ENTRIES SUPPLIED:
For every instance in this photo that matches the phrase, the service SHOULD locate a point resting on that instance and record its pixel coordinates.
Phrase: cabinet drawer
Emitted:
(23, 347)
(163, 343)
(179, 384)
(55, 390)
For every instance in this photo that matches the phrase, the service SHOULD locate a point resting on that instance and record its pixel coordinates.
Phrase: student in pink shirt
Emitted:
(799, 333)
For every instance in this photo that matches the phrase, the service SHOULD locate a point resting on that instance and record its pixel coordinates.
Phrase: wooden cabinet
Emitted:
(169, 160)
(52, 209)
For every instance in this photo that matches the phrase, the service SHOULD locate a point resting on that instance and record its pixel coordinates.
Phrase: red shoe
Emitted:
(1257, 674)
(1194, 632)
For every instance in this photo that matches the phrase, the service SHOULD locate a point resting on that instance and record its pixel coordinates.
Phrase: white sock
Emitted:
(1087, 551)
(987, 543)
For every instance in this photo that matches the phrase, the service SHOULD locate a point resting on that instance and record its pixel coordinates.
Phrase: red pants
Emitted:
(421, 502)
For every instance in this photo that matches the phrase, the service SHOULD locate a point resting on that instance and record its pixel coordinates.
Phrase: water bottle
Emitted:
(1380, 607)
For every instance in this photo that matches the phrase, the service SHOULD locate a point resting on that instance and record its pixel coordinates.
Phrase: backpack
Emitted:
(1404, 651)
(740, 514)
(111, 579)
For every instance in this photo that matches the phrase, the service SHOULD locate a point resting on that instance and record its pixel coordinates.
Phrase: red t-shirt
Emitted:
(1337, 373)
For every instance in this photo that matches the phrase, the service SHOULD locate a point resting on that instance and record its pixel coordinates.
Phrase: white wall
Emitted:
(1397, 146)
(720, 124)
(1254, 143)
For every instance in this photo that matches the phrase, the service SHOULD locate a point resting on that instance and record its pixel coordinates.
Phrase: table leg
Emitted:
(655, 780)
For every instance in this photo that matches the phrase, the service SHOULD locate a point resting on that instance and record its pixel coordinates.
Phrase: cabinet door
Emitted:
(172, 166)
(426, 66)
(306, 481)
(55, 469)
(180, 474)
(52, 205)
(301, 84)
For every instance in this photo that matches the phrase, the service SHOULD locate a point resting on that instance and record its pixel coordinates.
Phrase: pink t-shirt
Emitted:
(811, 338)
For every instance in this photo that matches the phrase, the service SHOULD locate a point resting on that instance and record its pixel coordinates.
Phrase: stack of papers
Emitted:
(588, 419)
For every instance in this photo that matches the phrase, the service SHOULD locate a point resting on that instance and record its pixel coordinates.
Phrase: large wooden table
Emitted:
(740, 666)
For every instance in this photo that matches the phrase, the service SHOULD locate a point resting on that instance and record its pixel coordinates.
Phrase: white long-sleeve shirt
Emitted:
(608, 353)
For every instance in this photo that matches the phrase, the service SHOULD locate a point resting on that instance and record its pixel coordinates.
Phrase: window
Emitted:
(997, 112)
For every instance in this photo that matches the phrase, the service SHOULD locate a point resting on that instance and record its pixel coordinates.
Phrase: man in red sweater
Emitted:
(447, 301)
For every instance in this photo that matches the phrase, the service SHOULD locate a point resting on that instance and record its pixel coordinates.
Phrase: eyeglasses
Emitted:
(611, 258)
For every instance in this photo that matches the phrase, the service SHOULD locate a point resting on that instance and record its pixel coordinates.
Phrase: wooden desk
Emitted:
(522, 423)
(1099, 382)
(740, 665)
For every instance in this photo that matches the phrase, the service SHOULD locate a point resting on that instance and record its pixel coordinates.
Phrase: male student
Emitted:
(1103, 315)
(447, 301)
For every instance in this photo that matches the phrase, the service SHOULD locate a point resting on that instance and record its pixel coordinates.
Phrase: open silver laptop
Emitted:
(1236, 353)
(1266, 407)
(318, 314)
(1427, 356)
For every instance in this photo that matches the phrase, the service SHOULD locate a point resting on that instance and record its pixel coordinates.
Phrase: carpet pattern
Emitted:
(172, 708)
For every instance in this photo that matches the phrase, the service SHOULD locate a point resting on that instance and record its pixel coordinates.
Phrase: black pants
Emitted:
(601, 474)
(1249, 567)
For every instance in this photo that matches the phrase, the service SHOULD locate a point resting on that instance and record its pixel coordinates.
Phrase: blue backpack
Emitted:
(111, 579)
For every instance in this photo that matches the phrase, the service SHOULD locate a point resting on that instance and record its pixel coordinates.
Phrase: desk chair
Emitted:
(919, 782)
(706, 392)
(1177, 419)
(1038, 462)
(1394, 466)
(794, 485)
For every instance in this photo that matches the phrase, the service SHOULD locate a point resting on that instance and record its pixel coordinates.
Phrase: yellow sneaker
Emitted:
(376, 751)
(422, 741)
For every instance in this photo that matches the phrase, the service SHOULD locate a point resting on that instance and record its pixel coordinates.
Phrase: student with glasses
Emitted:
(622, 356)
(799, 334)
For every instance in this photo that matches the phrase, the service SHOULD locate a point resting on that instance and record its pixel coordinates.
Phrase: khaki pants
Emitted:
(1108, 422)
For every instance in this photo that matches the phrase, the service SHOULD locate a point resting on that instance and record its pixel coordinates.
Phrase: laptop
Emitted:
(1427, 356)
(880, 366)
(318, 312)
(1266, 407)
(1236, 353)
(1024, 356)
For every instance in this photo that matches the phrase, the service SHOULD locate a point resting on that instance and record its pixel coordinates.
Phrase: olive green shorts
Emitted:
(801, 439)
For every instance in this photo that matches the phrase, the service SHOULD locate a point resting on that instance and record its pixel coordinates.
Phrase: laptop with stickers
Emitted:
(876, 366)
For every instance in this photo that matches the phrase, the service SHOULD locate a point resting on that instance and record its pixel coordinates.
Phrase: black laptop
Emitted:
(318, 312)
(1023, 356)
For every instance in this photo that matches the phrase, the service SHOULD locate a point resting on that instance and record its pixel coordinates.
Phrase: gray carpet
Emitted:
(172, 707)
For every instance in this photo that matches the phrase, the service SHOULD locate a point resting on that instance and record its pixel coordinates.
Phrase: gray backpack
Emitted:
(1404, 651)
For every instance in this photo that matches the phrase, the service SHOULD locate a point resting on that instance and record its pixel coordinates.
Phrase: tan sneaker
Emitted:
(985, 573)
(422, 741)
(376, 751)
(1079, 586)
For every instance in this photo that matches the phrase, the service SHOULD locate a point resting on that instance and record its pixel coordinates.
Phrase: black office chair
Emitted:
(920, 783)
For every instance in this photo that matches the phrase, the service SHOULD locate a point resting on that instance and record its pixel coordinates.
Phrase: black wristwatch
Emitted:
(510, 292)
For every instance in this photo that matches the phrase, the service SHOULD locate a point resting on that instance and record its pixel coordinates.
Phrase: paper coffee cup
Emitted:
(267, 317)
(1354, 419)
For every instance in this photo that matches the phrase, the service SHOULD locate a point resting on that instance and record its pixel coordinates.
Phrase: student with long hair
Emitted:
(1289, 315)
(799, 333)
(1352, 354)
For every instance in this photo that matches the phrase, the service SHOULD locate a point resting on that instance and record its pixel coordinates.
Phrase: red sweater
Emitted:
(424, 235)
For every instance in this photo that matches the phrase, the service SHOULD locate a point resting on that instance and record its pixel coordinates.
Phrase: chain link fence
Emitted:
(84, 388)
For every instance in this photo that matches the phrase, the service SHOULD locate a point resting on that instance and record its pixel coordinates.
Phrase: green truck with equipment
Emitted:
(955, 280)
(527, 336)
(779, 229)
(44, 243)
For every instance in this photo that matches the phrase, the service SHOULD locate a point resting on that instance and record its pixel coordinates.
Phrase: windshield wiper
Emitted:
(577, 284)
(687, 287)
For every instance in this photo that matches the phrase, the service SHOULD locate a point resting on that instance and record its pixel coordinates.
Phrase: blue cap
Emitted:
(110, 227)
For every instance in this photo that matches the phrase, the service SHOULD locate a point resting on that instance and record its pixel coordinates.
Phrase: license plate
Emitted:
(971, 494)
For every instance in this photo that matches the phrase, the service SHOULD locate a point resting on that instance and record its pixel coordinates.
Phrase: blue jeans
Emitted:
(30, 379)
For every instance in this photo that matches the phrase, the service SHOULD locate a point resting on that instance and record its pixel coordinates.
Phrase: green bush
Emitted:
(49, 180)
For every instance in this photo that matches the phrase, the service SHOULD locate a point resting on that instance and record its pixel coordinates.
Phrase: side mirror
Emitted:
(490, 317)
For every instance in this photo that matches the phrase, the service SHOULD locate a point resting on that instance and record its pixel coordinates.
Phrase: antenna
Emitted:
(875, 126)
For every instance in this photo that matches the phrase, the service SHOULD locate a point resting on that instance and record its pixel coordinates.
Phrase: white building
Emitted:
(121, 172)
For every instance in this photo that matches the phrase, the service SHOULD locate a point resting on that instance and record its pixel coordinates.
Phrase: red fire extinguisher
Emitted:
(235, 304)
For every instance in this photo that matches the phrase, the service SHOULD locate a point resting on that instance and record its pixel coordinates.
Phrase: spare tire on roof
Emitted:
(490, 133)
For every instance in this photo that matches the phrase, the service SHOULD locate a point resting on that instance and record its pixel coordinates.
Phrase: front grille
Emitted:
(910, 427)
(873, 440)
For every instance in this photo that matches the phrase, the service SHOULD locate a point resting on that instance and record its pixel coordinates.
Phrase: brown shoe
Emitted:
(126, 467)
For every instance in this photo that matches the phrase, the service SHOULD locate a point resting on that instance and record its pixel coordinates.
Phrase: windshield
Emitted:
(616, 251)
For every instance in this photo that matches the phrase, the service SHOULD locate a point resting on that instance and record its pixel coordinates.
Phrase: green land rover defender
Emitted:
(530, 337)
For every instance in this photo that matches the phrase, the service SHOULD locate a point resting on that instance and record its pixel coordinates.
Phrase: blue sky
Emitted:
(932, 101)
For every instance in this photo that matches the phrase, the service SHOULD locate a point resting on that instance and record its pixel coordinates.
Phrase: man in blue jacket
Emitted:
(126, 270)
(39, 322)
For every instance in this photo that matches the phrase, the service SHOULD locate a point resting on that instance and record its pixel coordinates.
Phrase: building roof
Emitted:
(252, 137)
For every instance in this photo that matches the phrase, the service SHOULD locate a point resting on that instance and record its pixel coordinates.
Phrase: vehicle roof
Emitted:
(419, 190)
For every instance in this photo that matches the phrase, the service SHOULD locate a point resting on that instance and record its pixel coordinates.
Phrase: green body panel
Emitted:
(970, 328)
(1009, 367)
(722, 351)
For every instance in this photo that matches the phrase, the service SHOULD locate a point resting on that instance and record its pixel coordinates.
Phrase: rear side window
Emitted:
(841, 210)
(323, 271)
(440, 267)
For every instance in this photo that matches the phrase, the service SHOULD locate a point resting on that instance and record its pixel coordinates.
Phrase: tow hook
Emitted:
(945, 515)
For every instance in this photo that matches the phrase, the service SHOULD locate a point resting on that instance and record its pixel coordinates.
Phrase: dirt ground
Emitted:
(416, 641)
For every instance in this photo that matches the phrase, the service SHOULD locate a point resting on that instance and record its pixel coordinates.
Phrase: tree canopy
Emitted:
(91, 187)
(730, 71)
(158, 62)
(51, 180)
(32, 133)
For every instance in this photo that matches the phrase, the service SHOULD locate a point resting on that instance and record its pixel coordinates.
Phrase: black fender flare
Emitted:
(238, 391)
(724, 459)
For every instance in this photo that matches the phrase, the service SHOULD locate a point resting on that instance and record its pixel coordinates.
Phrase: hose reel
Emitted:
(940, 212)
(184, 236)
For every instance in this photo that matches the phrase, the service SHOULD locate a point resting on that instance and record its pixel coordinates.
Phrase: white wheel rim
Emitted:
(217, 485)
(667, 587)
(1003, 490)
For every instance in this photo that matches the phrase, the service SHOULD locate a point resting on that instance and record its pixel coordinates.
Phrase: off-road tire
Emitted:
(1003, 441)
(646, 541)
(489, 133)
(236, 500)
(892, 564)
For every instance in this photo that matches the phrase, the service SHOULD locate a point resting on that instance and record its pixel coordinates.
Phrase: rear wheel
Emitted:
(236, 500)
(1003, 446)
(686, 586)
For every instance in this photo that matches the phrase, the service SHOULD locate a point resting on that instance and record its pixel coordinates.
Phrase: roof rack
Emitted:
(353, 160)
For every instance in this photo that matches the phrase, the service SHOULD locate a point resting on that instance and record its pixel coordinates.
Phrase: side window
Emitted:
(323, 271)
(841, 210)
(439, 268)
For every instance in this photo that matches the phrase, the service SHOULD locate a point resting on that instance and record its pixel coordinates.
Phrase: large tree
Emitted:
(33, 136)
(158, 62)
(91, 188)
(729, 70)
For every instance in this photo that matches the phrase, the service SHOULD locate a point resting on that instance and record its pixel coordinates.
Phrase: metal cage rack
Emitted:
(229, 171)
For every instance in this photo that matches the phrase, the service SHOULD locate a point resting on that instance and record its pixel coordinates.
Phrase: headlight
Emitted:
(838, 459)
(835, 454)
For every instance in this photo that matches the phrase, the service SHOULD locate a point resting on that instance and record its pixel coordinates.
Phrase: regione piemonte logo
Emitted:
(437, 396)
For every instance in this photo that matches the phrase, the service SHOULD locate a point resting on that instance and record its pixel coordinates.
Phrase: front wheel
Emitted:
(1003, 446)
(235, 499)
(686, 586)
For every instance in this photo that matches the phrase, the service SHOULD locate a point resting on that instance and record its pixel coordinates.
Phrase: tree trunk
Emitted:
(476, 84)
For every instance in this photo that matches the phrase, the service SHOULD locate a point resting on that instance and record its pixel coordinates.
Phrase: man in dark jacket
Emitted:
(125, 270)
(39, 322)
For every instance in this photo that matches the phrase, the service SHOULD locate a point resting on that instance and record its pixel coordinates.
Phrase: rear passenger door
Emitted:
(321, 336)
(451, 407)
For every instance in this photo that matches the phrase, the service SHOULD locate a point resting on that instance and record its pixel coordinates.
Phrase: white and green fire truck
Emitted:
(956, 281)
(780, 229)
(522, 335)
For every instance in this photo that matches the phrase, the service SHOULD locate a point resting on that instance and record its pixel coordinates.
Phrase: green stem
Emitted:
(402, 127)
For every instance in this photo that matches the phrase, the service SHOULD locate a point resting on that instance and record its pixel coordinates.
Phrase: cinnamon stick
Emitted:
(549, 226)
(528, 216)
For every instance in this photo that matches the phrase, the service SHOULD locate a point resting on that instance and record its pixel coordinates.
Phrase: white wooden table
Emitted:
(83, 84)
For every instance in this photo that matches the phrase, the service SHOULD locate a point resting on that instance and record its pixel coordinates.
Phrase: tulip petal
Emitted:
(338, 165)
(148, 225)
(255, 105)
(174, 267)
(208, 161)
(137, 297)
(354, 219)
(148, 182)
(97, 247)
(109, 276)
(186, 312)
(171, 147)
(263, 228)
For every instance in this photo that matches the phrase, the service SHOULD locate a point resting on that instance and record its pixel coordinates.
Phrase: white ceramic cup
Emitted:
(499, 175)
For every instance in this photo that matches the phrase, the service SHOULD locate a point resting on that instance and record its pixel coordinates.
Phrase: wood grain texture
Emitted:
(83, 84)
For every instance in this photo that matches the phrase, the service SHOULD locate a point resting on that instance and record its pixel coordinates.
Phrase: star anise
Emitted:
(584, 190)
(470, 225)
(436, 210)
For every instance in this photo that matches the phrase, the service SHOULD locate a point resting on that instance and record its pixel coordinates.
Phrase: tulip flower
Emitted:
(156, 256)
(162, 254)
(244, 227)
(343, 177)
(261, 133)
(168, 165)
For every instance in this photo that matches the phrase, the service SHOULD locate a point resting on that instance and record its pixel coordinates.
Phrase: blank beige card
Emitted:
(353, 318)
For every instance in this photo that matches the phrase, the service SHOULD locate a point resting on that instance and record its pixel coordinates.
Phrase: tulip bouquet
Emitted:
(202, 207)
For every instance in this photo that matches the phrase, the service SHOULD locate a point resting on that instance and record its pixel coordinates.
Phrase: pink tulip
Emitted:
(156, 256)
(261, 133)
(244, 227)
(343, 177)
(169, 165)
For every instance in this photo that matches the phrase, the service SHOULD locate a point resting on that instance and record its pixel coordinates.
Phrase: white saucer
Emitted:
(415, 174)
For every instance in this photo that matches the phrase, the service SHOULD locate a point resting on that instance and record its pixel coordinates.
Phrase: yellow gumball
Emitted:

TASK GOAL: Copy out every line of the entries where the string "carpet" shows up.

SOLUTION TO THIS TASK:
Phrase: carpet pattern
Phrase: gray carpet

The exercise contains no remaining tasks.